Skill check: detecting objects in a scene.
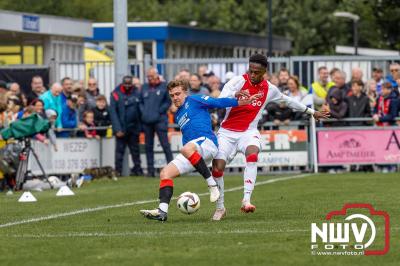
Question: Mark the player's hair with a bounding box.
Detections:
[61,77,71,84]
[31,75,43,82]
[167,79,189,91]
[249,54,268,68]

========================

- WHAT THIS TASK INVOLVES: Write out every line of these items again, including the requests, and scale each bounding box coordinate in the answers by 2.35. Round each result to a whole number, with halves rounding up, and leave the pictures out.

- FINISHED TASK:
Skill check: detecting objects in a scene.
Question: Mark the player's hair with a bounding box.
Detections:
[143,181,167,197]
[73,176,101,193]
[392,186,444,214]
[585,127,630,160]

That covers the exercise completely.